** Prompt **
Scan the material and copy out each line where the word "test" occurs.

** Data extracts **

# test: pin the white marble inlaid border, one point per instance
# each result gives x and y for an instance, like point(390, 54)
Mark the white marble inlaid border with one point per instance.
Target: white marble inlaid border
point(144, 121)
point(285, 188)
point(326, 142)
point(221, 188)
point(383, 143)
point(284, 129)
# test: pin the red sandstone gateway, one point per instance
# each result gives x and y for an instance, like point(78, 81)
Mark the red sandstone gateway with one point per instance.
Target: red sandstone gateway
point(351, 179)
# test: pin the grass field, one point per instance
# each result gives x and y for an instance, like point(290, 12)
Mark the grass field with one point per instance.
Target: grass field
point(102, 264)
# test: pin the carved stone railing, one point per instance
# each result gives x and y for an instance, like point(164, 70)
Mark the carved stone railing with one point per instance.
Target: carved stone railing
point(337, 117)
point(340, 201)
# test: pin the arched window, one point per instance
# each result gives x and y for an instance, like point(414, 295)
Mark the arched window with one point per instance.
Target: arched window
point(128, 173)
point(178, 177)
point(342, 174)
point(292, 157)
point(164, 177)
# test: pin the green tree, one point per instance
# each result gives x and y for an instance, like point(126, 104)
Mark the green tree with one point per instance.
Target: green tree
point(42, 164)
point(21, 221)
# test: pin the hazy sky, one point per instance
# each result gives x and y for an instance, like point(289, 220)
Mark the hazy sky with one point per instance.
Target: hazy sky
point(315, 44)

* * *

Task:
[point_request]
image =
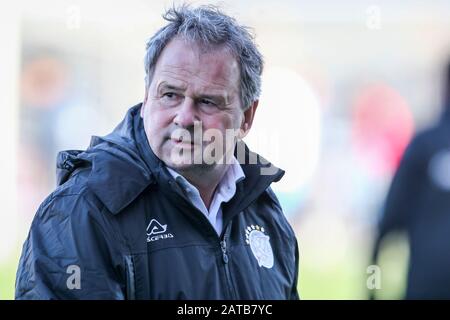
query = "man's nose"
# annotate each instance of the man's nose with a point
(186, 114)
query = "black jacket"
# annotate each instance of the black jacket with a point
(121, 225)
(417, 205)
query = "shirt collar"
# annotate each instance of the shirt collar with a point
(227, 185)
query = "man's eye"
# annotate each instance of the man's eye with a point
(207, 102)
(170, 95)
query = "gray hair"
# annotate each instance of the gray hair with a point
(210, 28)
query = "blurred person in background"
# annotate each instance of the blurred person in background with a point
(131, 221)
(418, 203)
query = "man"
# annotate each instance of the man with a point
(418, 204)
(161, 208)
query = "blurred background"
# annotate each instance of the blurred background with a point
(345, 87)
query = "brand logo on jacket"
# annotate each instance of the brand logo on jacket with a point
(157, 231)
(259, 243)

** Expected answer **
# test: pin the white marble inlaid border, one point per instance
# test: pin the red sandstone gateway, one point per instance
# test: pin the grass field, one point per instance
# test: pin the carved stone railing, one point per instance
# test: pin the arched window, one point per instance
# test: pin the green tree, one point per instance
# test: pin the hazy sky, one point per instance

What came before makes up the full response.